Stored data entries:
Content starts

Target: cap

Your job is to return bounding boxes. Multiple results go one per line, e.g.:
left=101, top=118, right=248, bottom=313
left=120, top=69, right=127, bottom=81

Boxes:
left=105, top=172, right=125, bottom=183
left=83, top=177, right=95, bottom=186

Content ends

THE PROBLEM:
Could you return all of the data exactly as written?

WRITTEN ANSWER:
Target: cap

Your job is to return bounding boxes. Multiple results go one per line, e.g.:
left=101, top=118, right=248, bottom=313
left=120, top=69, right=127, bottom=81

Boxes:
left=105, top=172, right=125, bottom=183
left=83, top=177, right=95, bottom=186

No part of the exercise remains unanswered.